[Required action]
Only one stretch of the records below should be repeated. It starts with the line containing "Give a dot for each instance of the potted" and goes on through the line containing "Query: man in white shirt", exactly as written.
━━━━━━━━━━━━━━━━
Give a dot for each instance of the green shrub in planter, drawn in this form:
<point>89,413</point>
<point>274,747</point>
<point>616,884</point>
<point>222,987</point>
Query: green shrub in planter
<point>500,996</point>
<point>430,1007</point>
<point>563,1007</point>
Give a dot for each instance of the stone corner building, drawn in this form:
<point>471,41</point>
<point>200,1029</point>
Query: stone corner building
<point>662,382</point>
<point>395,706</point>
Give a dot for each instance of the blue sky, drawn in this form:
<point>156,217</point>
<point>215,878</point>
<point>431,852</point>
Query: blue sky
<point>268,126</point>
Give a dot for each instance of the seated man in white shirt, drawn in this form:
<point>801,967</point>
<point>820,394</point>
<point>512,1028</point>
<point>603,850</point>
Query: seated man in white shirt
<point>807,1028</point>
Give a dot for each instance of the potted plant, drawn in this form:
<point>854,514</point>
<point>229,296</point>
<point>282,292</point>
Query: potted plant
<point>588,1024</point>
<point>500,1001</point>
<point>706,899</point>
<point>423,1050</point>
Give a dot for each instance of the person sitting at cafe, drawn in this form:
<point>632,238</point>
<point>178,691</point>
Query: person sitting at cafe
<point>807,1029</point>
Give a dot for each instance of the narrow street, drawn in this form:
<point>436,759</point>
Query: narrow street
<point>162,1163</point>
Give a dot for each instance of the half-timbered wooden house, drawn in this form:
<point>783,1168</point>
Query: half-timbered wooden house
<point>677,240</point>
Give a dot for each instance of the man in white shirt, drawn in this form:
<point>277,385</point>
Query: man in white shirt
━━━━━━━━━━━━━━━━
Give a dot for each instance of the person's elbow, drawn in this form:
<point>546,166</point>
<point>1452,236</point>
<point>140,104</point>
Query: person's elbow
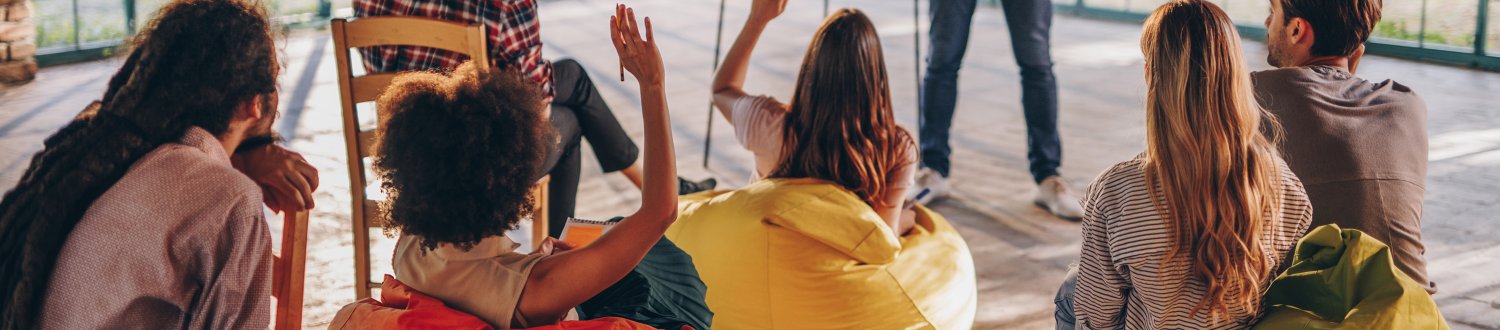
━━━━━━━━━━━━━━━━
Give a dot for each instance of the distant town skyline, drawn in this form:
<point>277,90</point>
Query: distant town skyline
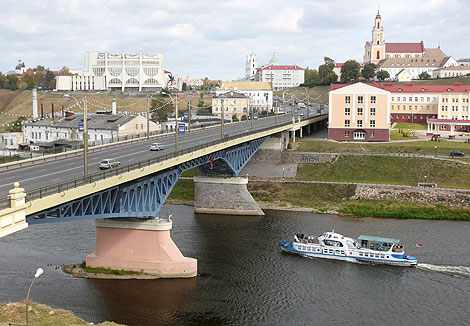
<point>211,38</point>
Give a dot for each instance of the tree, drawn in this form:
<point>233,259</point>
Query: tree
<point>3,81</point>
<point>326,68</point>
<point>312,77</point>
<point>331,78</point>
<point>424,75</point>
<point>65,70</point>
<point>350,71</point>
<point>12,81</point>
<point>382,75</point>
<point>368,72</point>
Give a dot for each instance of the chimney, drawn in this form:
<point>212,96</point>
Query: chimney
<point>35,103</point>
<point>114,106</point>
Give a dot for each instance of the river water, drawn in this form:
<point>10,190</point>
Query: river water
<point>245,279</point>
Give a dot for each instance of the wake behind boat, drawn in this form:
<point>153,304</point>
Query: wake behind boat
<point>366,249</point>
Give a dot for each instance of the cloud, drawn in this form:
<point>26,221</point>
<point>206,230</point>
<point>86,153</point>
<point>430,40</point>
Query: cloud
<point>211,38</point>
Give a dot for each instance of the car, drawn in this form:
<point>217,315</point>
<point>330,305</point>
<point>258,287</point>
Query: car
━━━━━━━━━━━━━━━━
[Answer box]
Give a dot for each instance of the potted plant, drawn in this form:
<point>854,514</point>
<point>229,296</point>
<point>282,292</point>
Query: potted plant
<point>588,1024</point>
<point>500,1001</point>
<point>706,899</point>
<point>423,1050</point>
Give a dot for each instance of the person sitting at cafe, drawn in this form:
<point>632,238</point>
<point>178,691</point>
Query: person sitting at cafe
<point>807,1029</point>
Give a dot for each instance of the narrow street, drawn in this form:
<point>436,759</point>
Query: narrow street
<point>162,1163</point>
Give a dot for each instance of the half-timbered wooden house, drawn in this form:
<point>783,1168</point>
Query: half-timbered wooden house
<point>677,240</point>
Give a dot for each instance of the man in white shirt, drawn in this form:
<point>277,385</point>
Query: man in white shirt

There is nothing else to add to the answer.